--- Task material ---

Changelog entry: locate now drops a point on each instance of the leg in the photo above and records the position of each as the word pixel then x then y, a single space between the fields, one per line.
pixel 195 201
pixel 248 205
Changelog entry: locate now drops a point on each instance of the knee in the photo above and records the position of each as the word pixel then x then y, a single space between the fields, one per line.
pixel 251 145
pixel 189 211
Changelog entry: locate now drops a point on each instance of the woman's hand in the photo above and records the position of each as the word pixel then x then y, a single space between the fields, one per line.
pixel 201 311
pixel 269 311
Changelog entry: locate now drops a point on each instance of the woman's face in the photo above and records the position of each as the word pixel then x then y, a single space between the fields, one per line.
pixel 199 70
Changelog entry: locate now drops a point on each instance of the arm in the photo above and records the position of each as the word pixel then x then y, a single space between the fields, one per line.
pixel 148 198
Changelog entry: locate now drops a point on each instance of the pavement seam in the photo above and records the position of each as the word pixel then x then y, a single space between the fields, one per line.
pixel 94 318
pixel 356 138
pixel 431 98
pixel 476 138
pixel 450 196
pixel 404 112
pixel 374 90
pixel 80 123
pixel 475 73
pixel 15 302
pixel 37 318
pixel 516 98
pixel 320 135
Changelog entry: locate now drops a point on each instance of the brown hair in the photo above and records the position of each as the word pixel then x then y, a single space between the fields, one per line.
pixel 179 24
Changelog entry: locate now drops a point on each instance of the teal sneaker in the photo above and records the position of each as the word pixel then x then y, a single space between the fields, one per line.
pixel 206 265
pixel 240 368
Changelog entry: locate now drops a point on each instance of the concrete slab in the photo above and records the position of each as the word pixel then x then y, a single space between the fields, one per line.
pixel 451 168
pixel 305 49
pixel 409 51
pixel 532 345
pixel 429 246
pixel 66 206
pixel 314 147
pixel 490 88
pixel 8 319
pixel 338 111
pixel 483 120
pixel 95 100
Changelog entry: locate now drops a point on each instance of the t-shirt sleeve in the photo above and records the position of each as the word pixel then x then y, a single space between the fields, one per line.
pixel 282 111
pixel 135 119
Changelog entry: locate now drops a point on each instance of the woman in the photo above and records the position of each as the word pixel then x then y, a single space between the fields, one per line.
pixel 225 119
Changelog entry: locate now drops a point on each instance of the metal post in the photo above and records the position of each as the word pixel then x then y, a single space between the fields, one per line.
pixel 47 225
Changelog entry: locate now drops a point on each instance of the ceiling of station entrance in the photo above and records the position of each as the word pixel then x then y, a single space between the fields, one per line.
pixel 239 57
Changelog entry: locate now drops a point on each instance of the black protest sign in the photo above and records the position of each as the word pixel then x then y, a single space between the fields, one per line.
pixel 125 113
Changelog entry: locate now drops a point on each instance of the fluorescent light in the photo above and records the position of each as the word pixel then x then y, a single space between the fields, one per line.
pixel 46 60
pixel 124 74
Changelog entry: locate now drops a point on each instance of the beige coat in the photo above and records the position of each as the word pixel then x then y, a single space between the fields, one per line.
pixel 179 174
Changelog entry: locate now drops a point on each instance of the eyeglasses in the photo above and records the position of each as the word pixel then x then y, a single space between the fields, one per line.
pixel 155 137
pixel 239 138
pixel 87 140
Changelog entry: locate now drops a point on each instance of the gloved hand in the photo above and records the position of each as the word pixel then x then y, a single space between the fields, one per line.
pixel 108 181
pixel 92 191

---

Render every line of the listing above as a JSON list of strings, with one string per line and all blank lines omitted.

[
  "Changelog entry: locate now drops a point on each instance of the leg in the photo above and records the position of each as the word pixel then x then y, a single space between the fields, one per line.",
  "pixel 195 201",
  "pixel 248 205",
  "Changelog entry: locate now drops a point on each instance of the knee in the photo above and records the position of each as the word pixel then x then y, a single space between the fields, one per line.",
  "pixel 251 145",
  "pixel 189 211",
  "Changelog entry: locate now drops a point on each instance of the woman's hand in the photo above and records the position of each as the word pixel then x then y, a single space between the fields, one per line.",
  "pixel 201 311",
  "pixel 269 311",
  "Changelog entry: locate now drops a point on each instance of the woman's face in the photo above and records the position of each as the word pixel then x then y, a single space between the fields, one per line.",
  "pixel 199 70",
  "Changelog entry: locate now drops a point on each instance of the arm in the photo above and records the position of each as the word pixel then x then y, a single space between the fields, one per line.",
  "pixel 148 198",
  "Changelog entry: locate now drops a point on each instance of the pavement seam in the photo above and records the position of each as the word pixel then x then y, a single space between the fields, one per line.",
  "pixel 94 318",
  "pixel 356 138",
  "pixel 431 98",
  "pixel 476 138",
  "pixel 450 196",
  "pixel 404 112",
  "pixel 374 90",
  "pixel 80 123",
  "pixel 475 73",
  "pixel 15 302",
  "pixel 37 318",
  "pixel 516 98",
  "pixel 320 135",
  "Changelog entry: locate now drops a point on each instance of the brown hair in the photo above and records the position of each as the word pixel then x then y, a single space between the fields, one per line.",
  "pixel 179 24",
  "Changelog entry: locate now drops a point on each instance of the teal sneaker in the photo above and records the position of each as the word pixel then x then y, a single space between the fields, one per line.",
  "pixel 206 265",
  "pixel 240 368",
  "Changelog entry: locate now drops a point on each instance of the concrete slab in the photo above and records the position of each as the word pixel then x then y, a single space between the fields, one per line.",
  "pixel 451 168",
  "pixel 305 49",
  "pixel 409 51",
  "pixel 532 345",
  "pixel 429 246",
  "pixel 66 206",
  "pixel 314 147",
  "pixel 490 88",
  "pixel 8 319",
  "pixel 338 111",
  "pixel 483 120",
  "pixel 95 100",
  "Changelog entry: locate now drops a point on each instance of the t-shirt sleeve in the photo above and records the position of each as the word pixel then x then y, a single space between the fields, one per line.",
  "pixel 282 111",
  "pixel 135 119",
  "Changelog entry: locate now drops a point on each instance of the woman in the photo above and records the position of each as the word pixel then x then y, a single space between the fields, one per line.",
  "pixel 225 119",
  "Changelog entry: locate now drops a point on each instance of the metal post in the photo above and records the position of each as the word pixel then x then y, a single space between the fields, one per line.",
  "pixel 47 225",
  "Changelog entry: locate now drops a point on each instance of the ceiling of station entrance in the photo above and records the position of each as the word pixel then x then y, a single space between the fields, one per line.",
  "pixel 239 57",
  "Changelog entry: locate now drops a point on each instance of the black protest sign in the photo above and records the position of each as the word pixel then x then y, a single space between the fields, one per line.",
  "pixel 125 113",
  "Changelog entry: locate now drops a point on each instance of the fluorescent light in the photo above and records the position of each as the word pixel then x then y, a single space between the fields, one per line.",
  "pixel 46 60",
  "pixel 124 74",
  "Changelog entry: locate now drops a point on each instance of the beige coat in the photo above and records the position of each as the word pixel then x then y, a single space between the fields, one per line.",
  "pixel 179 174",
  "Changelog entry: locate now drops a point on each instance of the eyeglasses in the photo above and records the position of each as the word pixel then x then y, a single space between the fields, one per line.",
  "pixel 155 137",
  "pixel 239 138",
  "pixel 87 140",
  "Changelog entry: locate now drops a point on each instance of the gloved hand in the photo above and records the position of each as the word pixel then x then y, a single space between the fields, one per line.",
  "pixel 108 181",
  "pixel 92 191"
]